→ The exercise: In the data below, how many lines contain the string "dark"? Case counts. Answer with the number alone.

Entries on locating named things
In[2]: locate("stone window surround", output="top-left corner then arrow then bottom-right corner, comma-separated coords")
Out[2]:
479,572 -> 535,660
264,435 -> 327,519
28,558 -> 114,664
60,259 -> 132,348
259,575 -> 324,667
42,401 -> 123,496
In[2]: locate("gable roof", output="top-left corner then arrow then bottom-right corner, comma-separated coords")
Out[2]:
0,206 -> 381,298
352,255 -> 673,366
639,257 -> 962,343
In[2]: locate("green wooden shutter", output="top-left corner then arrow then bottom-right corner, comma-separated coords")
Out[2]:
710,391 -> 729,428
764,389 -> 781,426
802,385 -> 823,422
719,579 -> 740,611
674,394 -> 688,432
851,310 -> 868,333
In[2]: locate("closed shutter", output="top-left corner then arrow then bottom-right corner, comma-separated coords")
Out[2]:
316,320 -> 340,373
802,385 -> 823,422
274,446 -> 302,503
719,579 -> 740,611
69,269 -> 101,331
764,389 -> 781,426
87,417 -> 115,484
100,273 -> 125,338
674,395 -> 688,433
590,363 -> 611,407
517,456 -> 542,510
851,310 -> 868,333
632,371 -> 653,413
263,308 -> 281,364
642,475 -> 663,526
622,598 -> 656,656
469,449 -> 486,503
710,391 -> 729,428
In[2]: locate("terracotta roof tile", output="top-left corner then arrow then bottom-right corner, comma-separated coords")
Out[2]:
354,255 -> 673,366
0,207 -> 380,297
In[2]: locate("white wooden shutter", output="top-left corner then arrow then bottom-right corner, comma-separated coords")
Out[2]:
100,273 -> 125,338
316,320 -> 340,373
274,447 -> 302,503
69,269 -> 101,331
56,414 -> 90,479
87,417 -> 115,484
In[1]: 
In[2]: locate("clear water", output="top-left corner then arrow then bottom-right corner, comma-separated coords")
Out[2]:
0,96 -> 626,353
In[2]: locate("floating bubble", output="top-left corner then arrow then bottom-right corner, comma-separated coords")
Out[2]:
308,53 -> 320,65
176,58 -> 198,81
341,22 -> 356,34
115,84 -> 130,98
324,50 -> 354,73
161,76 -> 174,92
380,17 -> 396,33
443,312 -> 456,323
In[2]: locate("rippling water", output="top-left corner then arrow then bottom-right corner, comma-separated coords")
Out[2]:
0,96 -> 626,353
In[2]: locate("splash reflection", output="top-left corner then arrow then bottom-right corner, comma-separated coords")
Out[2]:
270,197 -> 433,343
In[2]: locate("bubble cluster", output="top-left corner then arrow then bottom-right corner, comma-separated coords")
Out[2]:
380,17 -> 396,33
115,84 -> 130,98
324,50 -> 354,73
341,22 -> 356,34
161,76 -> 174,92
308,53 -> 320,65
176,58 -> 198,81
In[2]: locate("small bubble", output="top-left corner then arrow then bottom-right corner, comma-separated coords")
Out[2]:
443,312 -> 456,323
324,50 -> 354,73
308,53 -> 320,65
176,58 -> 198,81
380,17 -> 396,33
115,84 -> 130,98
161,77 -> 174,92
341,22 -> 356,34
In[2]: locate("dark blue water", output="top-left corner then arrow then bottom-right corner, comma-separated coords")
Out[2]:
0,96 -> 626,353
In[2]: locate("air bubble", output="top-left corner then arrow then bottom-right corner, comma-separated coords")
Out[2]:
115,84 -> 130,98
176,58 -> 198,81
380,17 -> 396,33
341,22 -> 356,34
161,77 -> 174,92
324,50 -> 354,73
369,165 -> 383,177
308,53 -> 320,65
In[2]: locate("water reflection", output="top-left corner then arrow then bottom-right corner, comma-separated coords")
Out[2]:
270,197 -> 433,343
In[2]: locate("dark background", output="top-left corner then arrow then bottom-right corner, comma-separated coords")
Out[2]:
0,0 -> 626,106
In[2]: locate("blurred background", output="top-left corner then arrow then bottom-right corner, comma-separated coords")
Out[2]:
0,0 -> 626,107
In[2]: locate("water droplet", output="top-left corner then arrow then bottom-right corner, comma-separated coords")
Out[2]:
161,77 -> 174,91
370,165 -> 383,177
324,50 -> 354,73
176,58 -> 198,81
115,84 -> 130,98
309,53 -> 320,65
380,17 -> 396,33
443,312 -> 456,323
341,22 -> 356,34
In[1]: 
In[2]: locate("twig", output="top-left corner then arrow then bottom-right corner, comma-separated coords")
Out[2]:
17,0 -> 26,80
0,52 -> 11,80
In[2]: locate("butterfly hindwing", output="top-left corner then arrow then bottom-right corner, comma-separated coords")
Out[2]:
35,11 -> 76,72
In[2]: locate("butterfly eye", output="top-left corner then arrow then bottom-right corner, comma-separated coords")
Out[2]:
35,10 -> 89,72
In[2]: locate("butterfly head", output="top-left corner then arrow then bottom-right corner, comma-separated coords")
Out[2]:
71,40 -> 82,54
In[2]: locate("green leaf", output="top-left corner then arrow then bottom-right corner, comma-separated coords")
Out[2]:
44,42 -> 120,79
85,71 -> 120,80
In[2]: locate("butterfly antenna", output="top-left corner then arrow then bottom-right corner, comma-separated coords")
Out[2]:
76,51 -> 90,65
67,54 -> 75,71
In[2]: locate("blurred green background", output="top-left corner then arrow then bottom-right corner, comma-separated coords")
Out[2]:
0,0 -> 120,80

→ Task result: 2